PROBLEM A
Using the text on high intensity light sources and air traffic safety, decide whether each statement agrees with it: (i) TNO was commissioned to study how lasers and other high intensity light sources affect air traffic; (ii) the laser pointer tested had a power of 3.5 mW; (iii) safety measures were examined for three laser systems. Answer yes or no for each, quoting the words of the text that settle it.
PROBLEM B
Copy out part of the text on high intensity light sources and air traffic safety, starting at the words "We investigated the" and ending after "for air traffic.", with "atmospheric research" replaced by "climate research".
PROBLEM C
Write what comes next in the text on high intensity light sources and air traffic safety, picking up after its last sentence.

SELECTED TEXT
● ● ●
The outdoor use of lasers and other high intensity light sources in relation to air traffic safety

High intensity light sources like searchlights (in the Netherlands sometimes referred to as skybeamers) are increasingly deployed in the open air at public events, funfairs, or to attract attention to commercial venues. Other high intensity light sources like (handheld) spotlights are frequently used near construction sites or sport events. As a result, the Inspectie Verkeer en Waterstaat (the Dutch Civil Aviation Authority, CAA NL) regularly receives applications for permission to use high intensity light sources in the open airspace. Since it is currently not known how high intensity light sources may affect air traffic safety, the CAA NL is not able to assess the risks involved in the deployment of high intensity lights in the navigable airspace or to appropriately regulate their use. The CAA NL therefore commissioned TNO to investigate the effects of high intensity light sources (other than lasers) on air traffic, and (if necessary) to propose regulations and/or safety measures. In addition, the CAA NL asked TNO to investigate the safety measures that have been implemented or that may be required to guarantee the safe use of high power scientific laser installations in the Netherlands.
We investigated the effects of several broadband high intensity light sources and a common 3.5 mW green laser pointer on pilot vision at night. We also investigated the safety measures that are deployed for two laser systems for atmospheric research in the Netherlands.
Accurate knowledge of the visual effects induced by high intensity lights is required to assess the risks for air traffic related to their deployment in the navigable airspace and to appropriately regulate their use. Similarly, the effectiveness of safety measures for scientific laser systems should be known in order to assess their risks for air traffic.
● ● ●
DATASET RECORDS
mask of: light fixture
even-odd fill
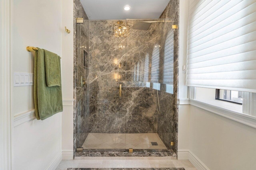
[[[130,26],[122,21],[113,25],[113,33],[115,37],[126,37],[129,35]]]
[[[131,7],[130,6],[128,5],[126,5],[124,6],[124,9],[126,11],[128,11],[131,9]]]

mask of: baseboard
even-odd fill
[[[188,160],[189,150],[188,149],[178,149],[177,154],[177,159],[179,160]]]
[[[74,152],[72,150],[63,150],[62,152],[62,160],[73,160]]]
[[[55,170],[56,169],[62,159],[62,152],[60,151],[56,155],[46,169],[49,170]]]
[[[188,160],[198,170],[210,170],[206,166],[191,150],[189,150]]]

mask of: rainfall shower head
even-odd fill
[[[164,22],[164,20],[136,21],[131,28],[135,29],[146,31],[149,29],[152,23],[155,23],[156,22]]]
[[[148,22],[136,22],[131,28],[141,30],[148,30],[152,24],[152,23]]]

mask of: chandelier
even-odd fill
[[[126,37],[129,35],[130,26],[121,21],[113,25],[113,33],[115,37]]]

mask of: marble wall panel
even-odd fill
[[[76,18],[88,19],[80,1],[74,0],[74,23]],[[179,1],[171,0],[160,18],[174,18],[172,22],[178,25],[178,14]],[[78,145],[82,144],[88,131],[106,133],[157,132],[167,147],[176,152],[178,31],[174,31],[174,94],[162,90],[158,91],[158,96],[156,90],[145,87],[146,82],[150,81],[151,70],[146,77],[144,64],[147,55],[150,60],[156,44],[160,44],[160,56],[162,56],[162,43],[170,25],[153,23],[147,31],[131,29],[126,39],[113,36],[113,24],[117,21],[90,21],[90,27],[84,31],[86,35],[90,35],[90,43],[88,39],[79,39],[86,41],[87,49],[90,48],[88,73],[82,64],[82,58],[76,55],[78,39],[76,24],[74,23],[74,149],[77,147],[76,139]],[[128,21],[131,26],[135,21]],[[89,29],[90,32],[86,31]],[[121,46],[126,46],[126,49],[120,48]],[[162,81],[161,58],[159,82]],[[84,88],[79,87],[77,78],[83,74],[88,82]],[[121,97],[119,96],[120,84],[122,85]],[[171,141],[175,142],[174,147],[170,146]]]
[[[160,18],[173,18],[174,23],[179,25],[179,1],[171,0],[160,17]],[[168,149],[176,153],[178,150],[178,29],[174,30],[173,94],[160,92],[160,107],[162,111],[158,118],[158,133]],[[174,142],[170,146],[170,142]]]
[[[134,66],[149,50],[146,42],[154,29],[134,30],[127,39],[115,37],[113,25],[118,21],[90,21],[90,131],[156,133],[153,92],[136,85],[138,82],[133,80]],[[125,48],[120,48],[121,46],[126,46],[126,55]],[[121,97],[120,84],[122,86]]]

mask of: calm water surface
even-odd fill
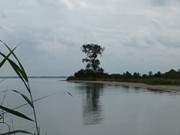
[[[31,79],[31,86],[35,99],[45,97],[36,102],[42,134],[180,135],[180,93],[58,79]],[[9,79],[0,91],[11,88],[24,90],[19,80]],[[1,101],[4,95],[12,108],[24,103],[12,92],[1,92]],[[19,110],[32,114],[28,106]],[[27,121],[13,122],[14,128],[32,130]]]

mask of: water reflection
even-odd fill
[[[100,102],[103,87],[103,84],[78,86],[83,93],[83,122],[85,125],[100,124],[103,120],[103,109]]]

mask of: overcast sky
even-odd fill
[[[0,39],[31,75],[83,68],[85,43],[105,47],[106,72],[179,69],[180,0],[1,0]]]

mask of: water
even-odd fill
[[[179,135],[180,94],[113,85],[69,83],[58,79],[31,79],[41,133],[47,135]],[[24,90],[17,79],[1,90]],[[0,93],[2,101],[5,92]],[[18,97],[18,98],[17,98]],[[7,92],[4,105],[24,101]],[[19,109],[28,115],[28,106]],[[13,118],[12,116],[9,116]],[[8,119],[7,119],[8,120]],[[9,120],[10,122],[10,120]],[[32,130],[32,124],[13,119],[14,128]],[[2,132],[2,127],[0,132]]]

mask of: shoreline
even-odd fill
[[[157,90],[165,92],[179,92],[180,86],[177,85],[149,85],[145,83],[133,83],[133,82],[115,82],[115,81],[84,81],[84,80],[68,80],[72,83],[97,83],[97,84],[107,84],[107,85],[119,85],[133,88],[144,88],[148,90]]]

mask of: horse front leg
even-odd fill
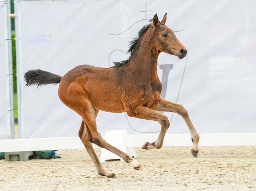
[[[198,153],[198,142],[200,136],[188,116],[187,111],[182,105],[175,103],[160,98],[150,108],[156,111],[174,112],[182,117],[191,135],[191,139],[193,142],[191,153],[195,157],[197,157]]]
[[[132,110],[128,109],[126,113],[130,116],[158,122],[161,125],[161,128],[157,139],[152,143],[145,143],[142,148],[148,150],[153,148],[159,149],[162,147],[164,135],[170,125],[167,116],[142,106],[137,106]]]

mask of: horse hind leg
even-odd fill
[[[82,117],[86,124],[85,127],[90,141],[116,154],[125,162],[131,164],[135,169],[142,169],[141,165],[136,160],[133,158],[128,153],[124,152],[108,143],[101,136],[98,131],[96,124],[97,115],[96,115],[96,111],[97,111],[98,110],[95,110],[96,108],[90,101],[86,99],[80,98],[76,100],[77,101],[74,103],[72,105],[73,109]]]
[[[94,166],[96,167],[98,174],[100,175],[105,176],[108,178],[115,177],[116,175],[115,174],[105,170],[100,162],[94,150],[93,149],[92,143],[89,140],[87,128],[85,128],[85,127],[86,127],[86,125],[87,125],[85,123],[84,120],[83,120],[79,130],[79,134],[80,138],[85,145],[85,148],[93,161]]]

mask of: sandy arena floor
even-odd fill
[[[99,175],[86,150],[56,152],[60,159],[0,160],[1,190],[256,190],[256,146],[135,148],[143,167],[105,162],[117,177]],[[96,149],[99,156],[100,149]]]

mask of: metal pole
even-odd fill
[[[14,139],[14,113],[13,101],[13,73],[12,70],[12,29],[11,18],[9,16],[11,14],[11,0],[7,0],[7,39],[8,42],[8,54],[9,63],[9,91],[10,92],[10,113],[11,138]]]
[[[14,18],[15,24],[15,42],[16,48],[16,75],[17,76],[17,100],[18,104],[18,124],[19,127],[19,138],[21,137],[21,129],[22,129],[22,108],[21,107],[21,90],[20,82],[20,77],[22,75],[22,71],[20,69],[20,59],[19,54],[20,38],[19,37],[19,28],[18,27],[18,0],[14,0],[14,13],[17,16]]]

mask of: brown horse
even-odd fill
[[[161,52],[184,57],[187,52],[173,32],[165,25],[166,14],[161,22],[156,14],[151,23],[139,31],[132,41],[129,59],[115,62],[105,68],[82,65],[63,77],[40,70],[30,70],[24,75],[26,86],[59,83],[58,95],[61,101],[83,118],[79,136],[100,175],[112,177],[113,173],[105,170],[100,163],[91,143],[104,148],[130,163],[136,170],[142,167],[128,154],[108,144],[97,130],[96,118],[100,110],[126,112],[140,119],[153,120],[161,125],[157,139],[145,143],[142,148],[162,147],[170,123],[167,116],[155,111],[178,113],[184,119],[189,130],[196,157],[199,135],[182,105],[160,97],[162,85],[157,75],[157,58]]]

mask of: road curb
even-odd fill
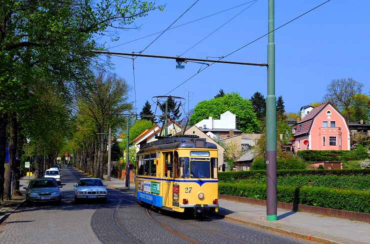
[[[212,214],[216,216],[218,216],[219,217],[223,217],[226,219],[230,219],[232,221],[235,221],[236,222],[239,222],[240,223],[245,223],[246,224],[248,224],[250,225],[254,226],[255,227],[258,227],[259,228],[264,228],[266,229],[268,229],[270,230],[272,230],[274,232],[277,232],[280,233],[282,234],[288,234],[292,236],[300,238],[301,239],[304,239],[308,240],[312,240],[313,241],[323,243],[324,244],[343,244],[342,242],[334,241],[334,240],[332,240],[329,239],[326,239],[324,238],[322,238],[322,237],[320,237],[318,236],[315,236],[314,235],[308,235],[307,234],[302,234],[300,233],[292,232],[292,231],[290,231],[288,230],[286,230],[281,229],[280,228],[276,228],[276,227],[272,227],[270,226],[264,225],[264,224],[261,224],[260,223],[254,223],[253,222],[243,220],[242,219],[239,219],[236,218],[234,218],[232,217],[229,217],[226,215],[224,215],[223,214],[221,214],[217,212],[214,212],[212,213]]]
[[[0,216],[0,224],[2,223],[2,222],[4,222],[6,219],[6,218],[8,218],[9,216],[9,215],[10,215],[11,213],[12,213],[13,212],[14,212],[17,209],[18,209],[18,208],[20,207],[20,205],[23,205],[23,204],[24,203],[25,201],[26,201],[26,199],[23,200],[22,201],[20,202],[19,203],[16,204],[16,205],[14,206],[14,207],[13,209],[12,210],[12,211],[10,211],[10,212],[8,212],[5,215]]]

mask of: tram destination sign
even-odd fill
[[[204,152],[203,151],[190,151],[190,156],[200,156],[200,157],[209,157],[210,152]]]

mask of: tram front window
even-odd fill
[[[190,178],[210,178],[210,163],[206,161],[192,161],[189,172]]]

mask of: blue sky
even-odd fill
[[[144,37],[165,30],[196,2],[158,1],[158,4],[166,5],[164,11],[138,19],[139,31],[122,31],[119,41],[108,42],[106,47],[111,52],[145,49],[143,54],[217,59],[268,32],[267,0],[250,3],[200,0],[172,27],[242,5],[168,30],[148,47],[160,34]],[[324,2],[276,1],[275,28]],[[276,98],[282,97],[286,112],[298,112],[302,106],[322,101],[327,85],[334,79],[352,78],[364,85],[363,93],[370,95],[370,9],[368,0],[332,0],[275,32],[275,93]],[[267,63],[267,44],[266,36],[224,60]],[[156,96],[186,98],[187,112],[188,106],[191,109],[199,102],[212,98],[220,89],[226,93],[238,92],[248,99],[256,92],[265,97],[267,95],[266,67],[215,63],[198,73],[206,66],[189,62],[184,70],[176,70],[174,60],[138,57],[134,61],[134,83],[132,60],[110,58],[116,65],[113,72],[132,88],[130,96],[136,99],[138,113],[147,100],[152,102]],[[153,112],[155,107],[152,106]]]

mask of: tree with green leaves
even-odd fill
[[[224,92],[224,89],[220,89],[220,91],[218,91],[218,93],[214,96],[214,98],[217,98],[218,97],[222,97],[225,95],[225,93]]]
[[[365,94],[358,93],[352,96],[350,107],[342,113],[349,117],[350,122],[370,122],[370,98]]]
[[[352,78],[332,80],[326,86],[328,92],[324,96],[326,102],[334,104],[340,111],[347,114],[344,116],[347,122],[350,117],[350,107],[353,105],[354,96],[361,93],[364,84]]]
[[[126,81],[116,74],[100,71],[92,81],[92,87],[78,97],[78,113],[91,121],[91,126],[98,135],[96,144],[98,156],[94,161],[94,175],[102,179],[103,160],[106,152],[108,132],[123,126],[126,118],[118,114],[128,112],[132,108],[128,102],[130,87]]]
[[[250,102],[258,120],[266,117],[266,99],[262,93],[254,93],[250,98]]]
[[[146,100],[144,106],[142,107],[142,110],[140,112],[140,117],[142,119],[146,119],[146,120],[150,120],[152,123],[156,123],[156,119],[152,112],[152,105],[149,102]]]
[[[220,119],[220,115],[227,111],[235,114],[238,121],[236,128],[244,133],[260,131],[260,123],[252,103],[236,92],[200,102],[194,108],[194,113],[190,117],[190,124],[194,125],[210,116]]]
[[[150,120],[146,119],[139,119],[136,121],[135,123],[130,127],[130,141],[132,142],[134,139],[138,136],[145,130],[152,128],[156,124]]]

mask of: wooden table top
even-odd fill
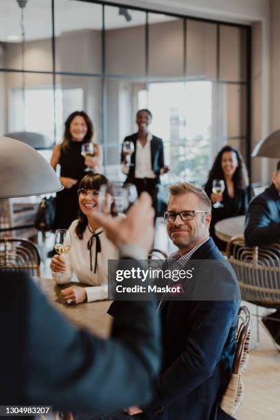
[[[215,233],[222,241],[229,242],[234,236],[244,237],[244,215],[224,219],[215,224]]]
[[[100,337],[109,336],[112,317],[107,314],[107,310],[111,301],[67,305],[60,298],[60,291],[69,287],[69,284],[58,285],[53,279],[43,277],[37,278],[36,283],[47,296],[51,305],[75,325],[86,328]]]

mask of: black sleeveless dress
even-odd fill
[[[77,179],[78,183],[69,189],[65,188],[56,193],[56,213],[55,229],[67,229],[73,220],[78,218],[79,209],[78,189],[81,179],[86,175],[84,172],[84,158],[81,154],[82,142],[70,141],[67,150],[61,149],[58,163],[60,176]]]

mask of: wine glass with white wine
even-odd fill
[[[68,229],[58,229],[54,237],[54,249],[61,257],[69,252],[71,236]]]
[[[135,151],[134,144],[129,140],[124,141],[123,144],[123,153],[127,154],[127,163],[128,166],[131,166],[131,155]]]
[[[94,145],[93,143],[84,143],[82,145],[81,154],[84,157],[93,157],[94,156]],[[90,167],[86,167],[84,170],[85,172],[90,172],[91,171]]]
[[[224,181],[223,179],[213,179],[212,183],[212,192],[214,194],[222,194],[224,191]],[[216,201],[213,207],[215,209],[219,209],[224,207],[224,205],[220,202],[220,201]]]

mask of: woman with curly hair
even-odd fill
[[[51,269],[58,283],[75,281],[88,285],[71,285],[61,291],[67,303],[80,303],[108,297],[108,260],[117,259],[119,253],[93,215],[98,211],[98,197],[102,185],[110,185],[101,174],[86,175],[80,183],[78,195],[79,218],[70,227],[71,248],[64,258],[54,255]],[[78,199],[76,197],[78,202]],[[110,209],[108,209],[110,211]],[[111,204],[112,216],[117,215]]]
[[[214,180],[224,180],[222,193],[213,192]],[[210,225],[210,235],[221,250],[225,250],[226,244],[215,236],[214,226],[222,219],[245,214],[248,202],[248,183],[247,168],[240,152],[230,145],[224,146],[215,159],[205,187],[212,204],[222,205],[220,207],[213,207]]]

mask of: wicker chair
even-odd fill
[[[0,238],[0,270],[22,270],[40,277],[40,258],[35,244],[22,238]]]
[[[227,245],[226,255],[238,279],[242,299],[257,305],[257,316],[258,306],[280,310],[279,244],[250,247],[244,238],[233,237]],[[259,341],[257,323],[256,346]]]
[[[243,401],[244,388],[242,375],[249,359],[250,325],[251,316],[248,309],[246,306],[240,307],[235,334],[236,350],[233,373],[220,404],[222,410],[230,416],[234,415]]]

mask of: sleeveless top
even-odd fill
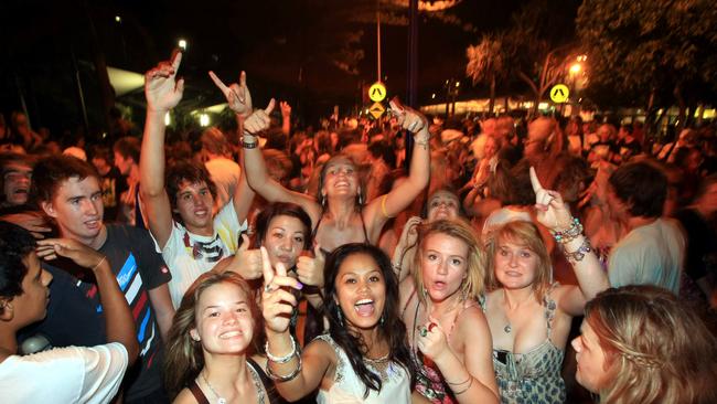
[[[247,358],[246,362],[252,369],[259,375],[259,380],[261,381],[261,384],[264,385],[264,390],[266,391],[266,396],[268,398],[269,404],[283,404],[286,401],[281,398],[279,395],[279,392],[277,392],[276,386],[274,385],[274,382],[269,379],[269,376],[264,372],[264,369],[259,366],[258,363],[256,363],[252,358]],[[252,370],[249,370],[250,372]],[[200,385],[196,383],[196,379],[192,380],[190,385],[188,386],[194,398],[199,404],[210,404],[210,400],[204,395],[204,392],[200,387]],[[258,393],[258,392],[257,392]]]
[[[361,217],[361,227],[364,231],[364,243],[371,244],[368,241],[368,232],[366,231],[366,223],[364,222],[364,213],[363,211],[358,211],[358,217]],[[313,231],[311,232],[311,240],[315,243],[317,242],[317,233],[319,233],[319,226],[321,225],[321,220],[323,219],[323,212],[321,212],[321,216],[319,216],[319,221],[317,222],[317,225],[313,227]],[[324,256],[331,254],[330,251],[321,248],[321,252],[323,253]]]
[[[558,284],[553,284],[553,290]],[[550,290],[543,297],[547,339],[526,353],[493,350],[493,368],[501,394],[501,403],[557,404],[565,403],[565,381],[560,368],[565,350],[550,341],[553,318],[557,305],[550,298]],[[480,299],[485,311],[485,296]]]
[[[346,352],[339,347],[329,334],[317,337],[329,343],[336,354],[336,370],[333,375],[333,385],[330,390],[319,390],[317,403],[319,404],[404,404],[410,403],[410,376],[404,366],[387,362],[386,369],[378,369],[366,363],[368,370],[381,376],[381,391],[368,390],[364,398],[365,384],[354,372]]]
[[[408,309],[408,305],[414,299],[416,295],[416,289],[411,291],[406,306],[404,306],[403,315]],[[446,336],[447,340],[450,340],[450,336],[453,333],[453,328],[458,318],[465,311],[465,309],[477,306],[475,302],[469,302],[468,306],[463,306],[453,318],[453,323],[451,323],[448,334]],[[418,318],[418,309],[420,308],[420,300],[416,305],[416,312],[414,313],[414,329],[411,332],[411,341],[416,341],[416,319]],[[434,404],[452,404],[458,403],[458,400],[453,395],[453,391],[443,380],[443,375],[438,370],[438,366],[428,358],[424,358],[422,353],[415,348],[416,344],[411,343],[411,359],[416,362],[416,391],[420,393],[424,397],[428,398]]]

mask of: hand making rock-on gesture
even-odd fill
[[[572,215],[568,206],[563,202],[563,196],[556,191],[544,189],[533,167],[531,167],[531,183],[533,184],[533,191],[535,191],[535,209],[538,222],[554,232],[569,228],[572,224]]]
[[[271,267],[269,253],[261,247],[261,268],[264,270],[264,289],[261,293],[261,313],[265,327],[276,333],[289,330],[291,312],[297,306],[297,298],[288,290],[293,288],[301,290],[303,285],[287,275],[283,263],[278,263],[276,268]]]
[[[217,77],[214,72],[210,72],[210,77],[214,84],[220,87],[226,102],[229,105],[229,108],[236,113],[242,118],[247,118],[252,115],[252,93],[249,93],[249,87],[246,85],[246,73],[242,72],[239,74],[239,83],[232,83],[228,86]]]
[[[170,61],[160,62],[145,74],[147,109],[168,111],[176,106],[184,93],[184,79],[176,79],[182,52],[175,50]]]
● ● ●
REPLY A
(i) No: "to investigate the effects of high intensity light sources (other than lasers) on air traffic"
(ii) Yes: "a common 3.5 mW green laser pointer"
(iii) No: "the safety measures that are deployed for two laser systems for atmospheric research"

REPLY B
We investigated the effects of several broadband high intensity light sources and a common 3.5 mW green laser pointer on pilot vision at night. We also investigated the safety measures that are deployed for two laser systems for climate research in the Netherlands.
Accurate knowledge of the visual effects induced by high intensity lights is required to assess the risks for air traffic related to their deployment in the navigable airspace and to appropriately regulate their use. Similarly, the effectiveness of safety measures for scientific laser systems should be known in order to assess their risks for air traffic.

REPLY C
Since the visual and biological effects of high intensity lights are similar to those induced by lasers, existing laser safety zoning around airports can also be applied to regulate the use of other high intensity light sources.
On the ground we measured the luminance of several representative high intensity lights as a function of distance, and their beam width. From these measurements we calculated the distances at which their illuminance exceeded the critical levels associated with laser safety zones around airports. We also interviewed the operators of two operational scientific laser systems on their safety protocols.
We also performed helicopter flight tests to validate the computed visual interference distances. We found that in normal use, broadband high intensity light sources pointing in navigable airspace, whether stationary or moving, cause no concern for aviation safety outside the Laser Free Zone. Intentional tracking of an aircraft with a high intensity light source may cause serious glare and distraction. Distraction may also occur when the high intensity light is the only bright light source in its environment, even when the light is not directed at the plane.
The visual impact of the laser pointer was serious when its beam hit the canopy of the helicopter. The light was unacceptably bright and caused serious glare at a distance of about 500 m. At this distance it also elicited brief afterimages. The laser pointer could not be seen when its beam did not directly hit the eye.
Both scientific systems (at ESA-ESTEC, Noordwijk and at RIVM, Bilthoven) that are currently operational for atmospheric research have sufficient safety precautions (radar and human observers) and cause no appreciable risk for aviation safety.
We conclude that there is no need to restrict broadband high intensity light sources pointing in navigable airspace anywhere outside the Laser Free Zone. The use of high intensity light sources inside the Laser Free Zone should be avoided since they can cause distraction. Intentionally tracking aircraft with a high intensity light, and especially with lasers, can seriously impair pilot vision. The safety protocols of the scientific laser systems that are currently used in the Netherlands (radar and human observers) are sufficient to guarantee aviation safety for commercial aircraft.